WHAT IS REQUIRED:
Extract exactly those lines that lie between the start of the material and the line with "Target: bird's tail", including both boundary lines and no others.

DATA LISTING:

Start of Block

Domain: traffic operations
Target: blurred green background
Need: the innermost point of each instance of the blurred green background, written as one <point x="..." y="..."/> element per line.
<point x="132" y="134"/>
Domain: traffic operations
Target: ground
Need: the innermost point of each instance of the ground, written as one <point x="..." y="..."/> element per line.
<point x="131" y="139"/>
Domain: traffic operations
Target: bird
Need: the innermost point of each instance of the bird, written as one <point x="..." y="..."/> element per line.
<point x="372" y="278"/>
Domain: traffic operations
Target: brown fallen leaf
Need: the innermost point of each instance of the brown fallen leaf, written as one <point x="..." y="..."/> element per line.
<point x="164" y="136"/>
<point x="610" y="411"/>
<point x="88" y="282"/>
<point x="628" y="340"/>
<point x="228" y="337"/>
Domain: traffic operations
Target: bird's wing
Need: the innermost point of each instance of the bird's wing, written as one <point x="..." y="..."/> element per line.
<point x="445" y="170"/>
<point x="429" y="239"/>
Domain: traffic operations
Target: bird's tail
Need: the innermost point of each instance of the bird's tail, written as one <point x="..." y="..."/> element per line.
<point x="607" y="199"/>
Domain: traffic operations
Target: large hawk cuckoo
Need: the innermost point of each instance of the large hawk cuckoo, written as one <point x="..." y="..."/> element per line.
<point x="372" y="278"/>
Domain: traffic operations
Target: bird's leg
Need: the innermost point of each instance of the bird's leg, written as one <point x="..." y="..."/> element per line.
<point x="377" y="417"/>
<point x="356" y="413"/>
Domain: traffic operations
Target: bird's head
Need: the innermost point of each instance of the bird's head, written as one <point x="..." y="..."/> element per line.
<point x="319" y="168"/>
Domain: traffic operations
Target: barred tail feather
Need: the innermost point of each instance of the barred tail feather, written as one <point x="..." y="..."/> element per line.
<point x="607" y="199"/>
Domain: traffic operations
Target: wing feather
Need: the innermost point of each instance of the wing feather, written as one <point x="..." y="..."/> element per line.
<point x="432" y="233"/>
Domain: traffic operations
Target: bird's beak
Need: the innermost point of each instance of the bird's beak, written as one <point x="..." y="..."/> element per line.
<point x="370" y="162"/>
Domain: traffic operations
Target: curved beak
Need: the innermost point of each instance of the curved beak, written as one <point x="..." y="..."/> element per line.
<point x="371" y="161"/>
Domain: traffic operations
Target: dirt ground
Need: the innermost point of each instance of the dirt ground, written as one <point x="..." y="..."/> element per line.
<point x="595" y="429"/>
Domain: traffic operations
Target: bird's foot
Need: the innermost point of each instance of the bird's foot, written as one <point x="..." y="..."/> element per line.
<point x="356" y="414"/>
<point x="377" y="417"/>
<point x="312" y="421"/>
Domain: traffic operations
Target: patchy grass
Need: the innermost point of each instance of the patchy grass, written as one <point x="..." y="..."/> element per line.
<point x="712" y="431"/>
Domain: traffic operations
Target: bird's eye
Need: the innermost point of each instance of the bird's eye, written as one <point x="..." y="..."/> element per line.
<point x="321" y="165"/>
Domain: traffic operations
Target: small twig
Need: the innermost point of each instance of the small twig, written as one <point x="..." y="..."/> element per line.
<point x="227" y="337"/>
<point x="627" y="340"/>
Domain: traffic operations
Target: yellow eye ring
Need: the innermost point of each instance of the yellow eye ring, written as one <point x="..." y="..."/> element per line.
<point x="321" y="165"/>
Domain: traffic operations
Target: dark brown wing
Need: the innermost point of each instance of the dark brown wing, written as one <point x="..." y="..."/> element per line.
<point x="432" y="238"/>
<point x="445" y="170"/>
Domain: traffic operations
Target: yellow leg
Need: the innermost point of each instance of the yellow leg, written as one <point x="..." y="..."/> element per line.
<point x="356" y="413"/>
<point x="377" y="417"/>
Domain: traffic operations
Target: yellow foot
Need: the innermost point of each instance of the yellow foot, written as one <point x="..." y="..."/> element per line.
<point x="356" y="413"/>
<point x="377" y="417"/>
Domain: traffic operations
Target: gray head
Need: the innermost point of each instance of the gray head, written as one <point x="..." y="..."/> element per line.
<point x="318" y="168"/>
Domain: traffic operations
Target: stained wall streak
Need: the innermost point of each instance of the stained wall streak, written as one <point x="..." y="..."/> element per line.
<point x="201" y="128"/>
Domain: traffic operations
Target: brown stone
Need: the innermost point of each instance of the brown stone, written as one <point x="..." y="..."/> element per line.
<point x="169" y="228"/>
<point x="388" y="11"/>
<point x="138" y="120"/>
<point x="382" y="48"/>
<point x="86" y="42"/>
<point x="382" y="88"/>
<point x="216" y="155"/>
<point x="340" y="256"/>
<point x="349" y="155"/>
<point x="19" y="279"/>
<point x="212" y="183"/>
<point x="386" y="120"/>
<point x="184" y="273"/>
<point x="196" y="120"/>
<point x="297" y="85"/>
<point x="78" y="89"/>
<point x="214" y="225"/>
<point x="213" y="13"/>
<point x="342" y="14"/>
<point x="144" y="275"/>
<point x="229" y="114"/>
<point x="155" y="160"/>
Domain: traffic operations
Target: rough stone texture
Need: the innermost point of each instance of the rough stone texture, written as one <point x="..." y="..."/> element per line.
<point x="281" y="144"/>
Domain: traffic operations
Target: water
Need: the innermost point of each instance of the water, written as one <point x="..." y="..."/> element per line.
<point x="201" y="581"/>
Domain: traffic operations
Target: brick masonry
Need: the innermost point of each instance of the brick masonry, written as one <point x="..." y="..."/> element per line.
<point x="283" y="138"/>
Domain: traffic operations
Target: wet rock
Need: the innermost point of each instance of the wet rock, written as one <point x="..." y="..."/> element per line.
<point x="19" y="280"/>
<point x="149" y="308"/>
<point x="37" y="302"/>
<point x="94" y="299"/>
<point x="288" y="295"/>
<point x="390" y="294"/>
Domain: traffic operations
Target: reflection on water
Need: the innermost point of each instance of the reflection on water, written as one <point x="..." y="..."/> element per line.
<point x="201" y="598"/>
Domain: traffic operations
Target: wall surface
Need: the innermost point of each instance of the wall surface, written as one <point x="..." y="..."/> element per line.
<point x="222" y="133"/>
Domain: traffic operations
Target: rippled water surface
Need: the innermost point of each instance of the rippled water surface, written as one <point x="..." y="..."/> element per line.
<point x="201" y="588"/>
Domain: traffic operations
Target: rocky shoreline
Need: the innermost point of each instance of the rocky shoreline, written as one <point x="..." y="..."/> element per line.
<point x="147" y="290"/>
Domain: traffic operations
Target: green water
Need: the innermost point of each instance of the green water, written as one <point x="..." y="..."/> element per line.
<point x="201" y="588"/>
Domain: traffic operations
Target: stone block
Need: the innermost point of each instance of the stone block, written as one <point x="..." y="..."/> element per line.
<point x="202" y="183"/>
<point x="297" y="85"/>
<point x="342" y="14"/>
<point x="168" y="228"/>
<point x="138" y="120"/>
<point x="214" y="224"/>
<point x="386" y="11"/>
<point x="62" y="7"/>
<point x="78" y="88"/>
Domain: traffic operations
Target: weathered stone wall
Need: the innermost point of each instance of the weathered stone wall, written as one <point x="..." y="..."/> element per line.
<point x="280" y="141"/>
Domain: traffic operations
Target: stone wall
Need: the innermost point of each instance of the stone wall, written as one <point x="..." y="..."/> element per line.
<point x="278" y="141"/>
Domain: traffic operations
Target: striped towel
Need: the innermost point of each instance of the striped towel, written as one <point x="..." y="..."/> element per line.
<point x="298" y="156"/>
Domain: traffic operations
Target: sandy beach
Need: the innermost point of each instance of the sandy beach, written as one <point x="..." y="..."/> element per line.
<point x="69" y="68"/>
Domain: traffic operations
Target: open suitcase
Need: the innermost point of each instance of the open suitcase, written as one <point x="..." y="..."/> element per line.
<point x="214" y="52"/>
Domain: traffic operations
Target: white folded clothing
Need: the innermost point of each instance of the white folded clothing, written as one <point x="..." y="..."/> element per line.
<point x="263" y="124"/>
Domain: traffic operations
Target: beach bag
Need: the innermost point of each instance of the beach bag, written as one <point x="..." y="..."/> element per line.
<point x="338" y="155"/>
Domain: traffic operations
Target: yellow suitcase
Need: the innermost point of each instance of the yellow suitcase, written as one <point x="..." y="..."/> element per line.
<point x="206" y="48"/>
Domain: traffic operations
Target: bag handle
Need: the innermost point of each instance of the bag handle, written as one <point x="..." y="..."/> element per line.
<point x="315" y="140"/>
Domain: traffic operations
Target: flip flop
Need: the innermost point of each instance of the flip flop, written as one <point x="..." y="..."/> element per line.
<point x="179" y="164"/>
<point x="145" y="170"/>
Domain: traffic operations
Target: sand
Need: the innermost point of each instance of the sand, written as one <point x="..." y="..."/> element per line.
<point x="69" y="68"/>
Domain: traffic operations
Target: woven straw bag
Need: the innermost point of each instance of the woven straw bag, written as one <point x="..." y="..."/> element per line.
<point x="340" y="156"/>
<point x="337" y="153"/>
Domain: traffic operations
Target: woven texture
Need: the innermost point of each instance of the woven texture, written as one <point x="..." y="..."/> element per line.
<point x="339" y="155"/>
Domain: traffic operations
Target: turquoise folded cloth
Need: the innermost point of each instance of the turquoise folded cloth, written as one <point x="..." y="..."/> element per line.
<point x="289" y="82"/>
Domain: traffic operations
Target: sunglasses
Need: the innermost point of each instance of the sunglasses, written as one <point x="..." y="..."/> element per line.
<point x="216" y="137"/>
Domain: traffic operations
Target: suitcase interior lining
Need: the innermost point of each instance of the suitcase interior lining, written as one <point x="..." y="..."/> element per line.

End of Block

RESPONSE BOX:
Domain: traffic operations
Target: blurred green background
Need: the innermost point of each instance of the blurred green background, written as one <point x="..." y="..."/> element per line.
<point x="132" y="134"/>
Domain: traffic operations
Target: ground
Need: the innermost point of each instance of the ground, written as one <point x="..." y="..."/> element per line.
<point x="131" y="139"/>
Domain: traffic operations
Target: bird
Need: the innermost point of each instance of the bird, written as one <point x="..." y="..."/> element per line.
<point x="372" y="278"/>
Domain: traffic operations
Target: brown fallen leaf
Need: the innermost point of each instance of the brown fallen leaf, written as one <point x="..." y="..."/> element per line.
<point x="164" y="136"/>
<point x="610" y="411"/>
<point x="88" y="282"/>
<point x="628" y="340"/>
<point x="228" y="337"/>
Domain: traffic operations
Target: bird's wing
Need: the innermost point of each instance of the bird's wing, written as one <point x="..." y="..."/> element per line.
<point x="445" y="170"/>
<point x="429" y="239"/>
Domain: traffic operations
Target: bird's tail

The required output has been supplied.